**TEXT**
Pseudo-random Frequency Generator

Abstract

A frequency generator includes a clock source, a variable modulus counter, a fixed-modulus counter, a shift register and an exclusive-OR circuit. In order to obtain a truly pseudo-random sequence of frequencies at the output of the variable-modulus counter, for use in coding voice intercommunications or the like, pulses derived from the pseudo-random frequencies by the fixed modulus counter are used to clock the shift register which develops the pseudo-random sequence in conjunction with the exclusive-OR circuit and the variable-modulus counter.

Description

BACKGROUND OF THE INVENTION

This invention relates to frequency generators, and, more particularly, to those generators providing pseudo-random sequences of frequencies.

Pseudo-random frequency generators have found many applications in correlation computers and other signal analysis systems, and in systems for coding and decoding voice signals in intercommunication systems to prevent unauthorized recognition thereof. An example of the latter type of systems is found in a copending application entitled "Voice Privacy Unit For Intercommunication Systems," by Henrie L. Majeau et al., which also assigned to the assignee of the present invention. In coding systems, it is desirable that, in order to make compromise of communications improbable, the pseudo-random frequency generator be capable of providing a large number of independent pseudo-random sequences or codes, and the changes within each sequence proceed in a true pseudo-random manner.

**SUPPLIED RECORDS**
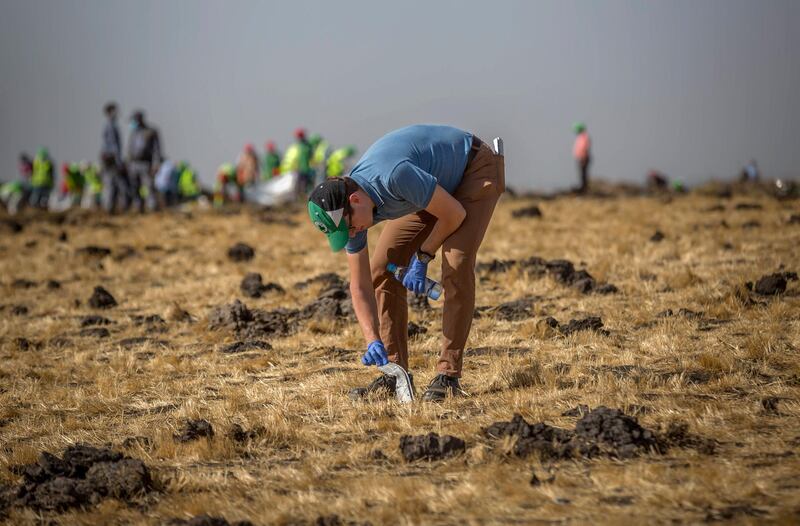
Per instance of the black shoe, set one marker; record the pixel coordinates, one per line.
(383, 386)
(440, 387)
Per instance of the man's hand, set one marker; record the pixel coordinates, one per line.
(414, 279)
(375, 355)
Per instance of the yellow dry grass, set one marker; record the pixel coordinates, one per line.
(314, 454)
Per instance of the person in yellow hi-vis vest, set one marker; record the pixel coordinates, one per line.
(41, 178)
(337, 161)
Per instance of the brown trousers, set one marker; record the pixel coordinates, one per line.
(480, 188)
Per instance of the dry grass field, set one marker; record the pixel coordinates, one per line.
(290, 447)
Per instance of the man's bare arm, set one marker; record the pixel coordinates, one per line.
(363, 294)
(449, 213)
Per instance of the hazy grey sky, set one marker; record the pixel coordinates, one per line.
(692, 87)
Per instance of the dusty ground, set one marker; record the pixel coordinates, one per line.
(727, 367)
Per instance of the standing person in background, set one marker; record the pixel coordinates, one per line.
(115, 183)
(272, 162)
(247, 166)
(297, 159)
(188, 187)
(92, 185)
(227, 187)
(582, 151)
(25, 167)
(42, 178)
(336, 164)
(144, 158)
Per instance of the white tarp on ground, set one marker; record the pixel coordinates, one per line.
(277, 191)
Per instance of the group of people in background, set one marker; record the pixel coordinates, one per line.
(142, 178)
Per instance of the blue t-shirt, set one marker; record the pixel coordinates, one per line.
(401, 170)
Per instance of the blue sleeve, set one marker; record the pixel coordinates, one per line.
(413, 184)
(356, 243)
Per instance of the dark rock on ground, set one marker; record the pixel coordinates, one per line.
(19, 310)
(530, 211)
(83, 476)
(125, 252)
(24, 344)
(591, 323)
(94, 251)
(22, 283)
(430, 447)
(773, 284)
(578, 410)
(253, 345)
(12, 226)
(251, 324)
(147, 319)
(207, 520)
(136, 341)
(95, 332)
(253, 287)
(606, 288)
(101, 299)
(415, 329)
(94, 319)
(195, 429)
(241, 252)
(600, 432)
(137, 441)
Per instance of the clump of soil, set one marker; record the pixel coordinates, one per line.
(561, 270)
(94, 319)
(748, 206)
(772, 284)
(415, 330)
(195, 429)
(590, 323)
(251, 324)
(600, 432)
(19, 310)
(94, 251)
(207, 520)
(530, 211)
(252, 345)
(241, 252)
(101, 299)
(22, 283)
(95, 332)
(328, 280)
(430, 447)
(84, 475)
(253, 287)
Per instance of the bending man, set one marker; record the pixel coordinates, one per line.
(438, 187)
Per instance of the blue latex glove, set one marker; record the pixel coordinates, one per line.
(375, 355)
(414, 279)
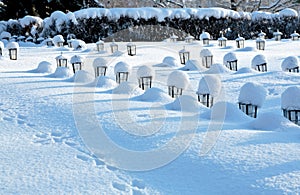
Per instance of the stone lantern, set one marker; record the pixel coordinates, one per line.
(114, 47)
(184, 55)
(260, 43)
(13, 48)
(131, 49)
(100, 45)
(208, 89)
(290, 64)
(251, 98)
(77, 62)
(230, 61)
(122, 71)
(145, 76)
(240, 42)
(61, 61)
(222, 41)
(295, 36)
(173, 38)
(277, 35)
(189, 38)
(177, 82)
(259, 63)
(205, 37)
(207, 58)
(100, 67)
(49, 42)
(290, 104)
(262, 35)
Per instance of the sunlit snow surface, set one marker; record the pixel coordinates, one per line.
(42, 151)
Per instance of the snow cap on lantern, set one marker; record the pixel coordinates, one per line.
(122, 70)
(259, 63)
(290, 104)
(209, 88)
(205, 37)
(207, 57)
(100, 67)
(230, 61)
(58, 40)
(177, 82)
(145, 75)
(290, 64)
(251, 97)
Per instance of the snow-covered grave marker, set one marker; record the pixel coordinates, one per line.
(77, 62)
(131, 48)
(122, 70)
(260, 43)
(240, 42)
(222, 40)
(259, 63)
(114, 47)
(290, 104)
(13, 49)
(184, 55)
(207, 57)
(177, 82)
(208, 89)
(100, 67)
(290, 64)
(230, 61)
(61, 61)
(251, 97)
(145, 75)
(205, 37)
(277, 35)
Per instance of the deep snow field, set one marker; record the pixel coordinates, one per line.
(49, 143)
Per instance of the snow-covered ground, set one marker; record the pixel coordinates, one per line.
(64, 135)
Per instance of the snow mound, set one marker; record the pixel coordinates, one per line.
(62, 72)
(154, 95)
(127, 88)
(145, 71)
(45, 67)
(257, 60)
(192, 65)
(99, 62)
(270, 121)
(229, 57)
(210, 84)
(122, 67)
(252, 93)
(217, 69)
(184, 103)
(289, 63)
(178, 79)
(82, 76)
(76, 59)
(170, 62)
(290, 98)
(204, 35)
(247, 49)
(205, 53)
(78, 44)
(244, 70)
(225, 111)
(104, 82)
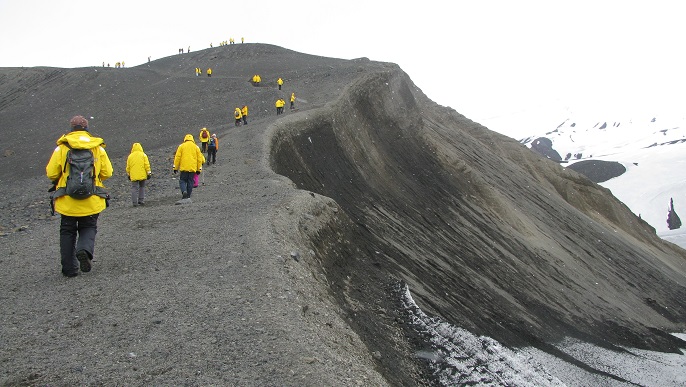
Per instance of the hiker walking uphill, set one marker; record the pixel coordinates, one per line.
(244, 114)
(238, 115)
(77, 168)
(188, 159)
(204, 138)
(138, 169)
(212, 148)
(280, 103)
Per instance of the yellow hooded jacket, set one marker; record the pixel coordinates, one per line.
(55, 170)
(188, 157)
(137, 164)
(206, 139)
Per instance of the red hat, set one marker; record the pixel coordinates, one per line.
(79, 122)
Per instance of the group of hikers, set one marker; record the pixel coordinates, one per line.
(77, 169)
(79, 201)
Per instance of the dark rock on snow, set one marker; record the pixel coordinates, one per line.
(598, 171)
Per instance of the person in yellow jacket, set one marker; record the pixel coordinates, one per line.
(189, 160)
(244, 114)
(212, 149)
(79, 217)
(138, 169)
(238, 115)
(204, 138)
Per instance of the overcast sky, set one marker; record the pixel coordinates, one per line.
(486, 59)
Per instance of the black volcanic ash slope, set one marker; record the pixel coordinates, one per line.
(488, 235)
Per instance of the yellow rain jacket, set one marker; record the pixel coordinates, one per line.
(55, 170)
(206, 139)
(137, 164)
(188, 157)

**TASKS TO PERFORM**
[a] Which components does the frequency generator include, according to the frequency generator text?
[b] Please carry on the frequency generator text from the point where it stops.
The records were taken from a separate source.

**ANSWERS PER TASK**
[a] A clock source, a variable modulus counter, a fixed-modulus counter, a shift register and an exclusive-OR circuit.

[b]
It is therefore an object of this invention to provide a frequency generator whose output varies in a true pseudo-random manner and which additionally provides a large number of valid pseudo-random sequences.

It is a further object of this invention to provide such a frequency generator which can be embodied in exclusively digital components.

SUMMARY OF THE INVENTION

These objects and others are achieved by using the pseudo-random frequencies to clock a shift register which develops the pseudo-random sequences.

BRIEF DESCRIPTION OF THE DRAWING

For a complete understanding of the invention, together with further objects and advantages thereof, reference should be made to the following portion of the specification, taken in conjunction with the accompanying Drawing in which the sole FIGURE is a combined schematic and block diagram of the pseudo-random frequency generator.

DESCRIPTION OF A PREFERRED EMBODIMENT

With reference now to the FIGURE, the generator includes a clock source 74 whose output is coupled to the clocking input of a counter 76 whose counting range or modulus is a variable under control of logic signals applied to a plurality of loading inputs. The operation of clock 74 and variable-modulus counter 76 is similar to that of a voltage controlled oscillator, in that the output frequency is controlled by the input or control signal supplied thereto.

The output frequency from counter 76, or f.sub.c, is coupled through a fixed-modulus counter 78 to the clocking input 82a of a shift register 82. Preferably, shift register 82 is of a type which allows pre-loading of the stages thereof in response to an enabling signal. To this end, the outputs of a loading matrix 80 are connected to corresponding pre-loading inputs of shift register 82.

The stages of shift register 82, excluding the last stage which is directly connected to an exclusive-OR circuit 86, are coupled to a corresponding plurality of feedback switches 84, which may be either opened or closed. The output terminals of the feedback switches 84 are in turn connected to the inputs of an exclusive-OR circuit whose single output is coupled to the input of the first stage of shift register 82. In addition, the outputs of a predetermined number of the stages of shift register 82 are coupled to the loading inputs of the variable-modulus counter 76.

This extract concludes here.